What you should do: Your answer should be the line containing "Could you please annotate the winged" and every line after it to the end of the records below, word for word.

*** Source material Section Begins ***

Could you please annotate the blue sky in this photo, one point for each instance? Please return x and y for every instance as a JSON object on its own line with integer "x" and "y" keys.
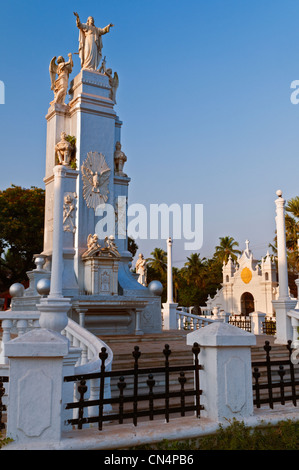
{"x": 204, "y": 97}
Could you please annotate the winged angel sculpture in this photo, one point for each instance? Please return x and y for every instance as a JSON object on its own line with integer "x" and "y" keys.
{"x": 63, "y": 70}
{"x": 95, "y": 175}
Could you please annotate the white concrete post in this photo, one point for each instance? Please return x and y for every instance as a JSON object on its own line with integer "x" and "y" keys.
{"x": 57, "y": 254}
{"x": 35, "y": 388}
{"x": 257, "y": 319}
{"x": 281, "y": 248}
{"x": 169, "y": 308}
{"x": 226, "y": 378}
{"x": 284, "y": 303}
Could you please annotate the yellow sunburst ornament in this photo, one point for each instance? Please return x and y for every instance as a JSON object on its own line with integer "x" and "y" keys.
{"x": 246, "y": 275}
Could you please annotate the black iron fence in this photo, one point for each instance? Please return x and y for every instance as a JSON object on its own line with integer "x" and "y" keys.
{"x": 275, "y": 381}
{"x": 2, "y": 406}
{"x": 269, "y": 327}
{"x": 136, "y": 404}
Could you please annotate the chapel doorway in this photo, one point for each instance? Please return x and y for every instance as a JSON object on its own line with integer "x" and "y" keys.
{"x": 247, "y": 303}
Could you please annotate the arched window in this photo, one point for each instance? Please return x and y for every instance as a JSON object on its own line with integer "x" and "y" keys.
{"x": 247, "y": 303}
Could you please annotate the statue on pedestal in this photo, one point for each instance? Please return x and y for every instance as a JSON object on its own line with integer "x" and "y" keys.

*** Source material Section Ends ***

Result:
Could you please annotate the winged angel sculpture in this photo, one point for each instance? Please return x and y for every instance as a JSON object on its own line with integer "x" and "y" keys.
{"x": 63, "y": 70}
{"x": 95, "y": 175}
Could you please annotate the white concrete post in this photo, one point for each instance? Please return x and y for every instance as a JSON object on its own line with integer "x" and "y" keys.
{"x": 57, "y": 254}
{"x": 35, "y": 388}
{"x": 257, "y": 319}
{"x": 281, "y": 248}
{"x": 169, "y": 308}
{"x": 226, "y": 378}
{"x": 284, "y": 303}
Could you please annotate the yellow sunburst ornament in this photo, one point for each instance? Please return x and y for every instance as a JSON object on its own line with integer "x" and "y" keys.
{"x": 246, "y": 275}
Could you please annotate the black iron fence in this photo, one point for each instance? Please return x and y for every instance as a JSON object on its own line with integer "x" and "y" keys.
{"x": 275, "y": 381}
{"x": 2, "y": 406}
{"x": 269, "y": 327}
{"x": 136, "y": 404}
Could you please annotate the chapel doorway in this photo, one point for each instance? Please return x and y for every instance as a JSON object on its own line with integer "x" and "y" keys.
{"x": 247, "y": 303}
Could you please annotate the arched window in this photo, one point for each instance? Please return x and y for every instance as a JSON object on its own line with integer "x" and "y" keys.
{"x": 247, "y": 303}
Could you please annotate the statue on pedestal in this photo, one point for each instance? Please return x and y for every instance as a JSON object on its own line with integer "x" and "y" keys.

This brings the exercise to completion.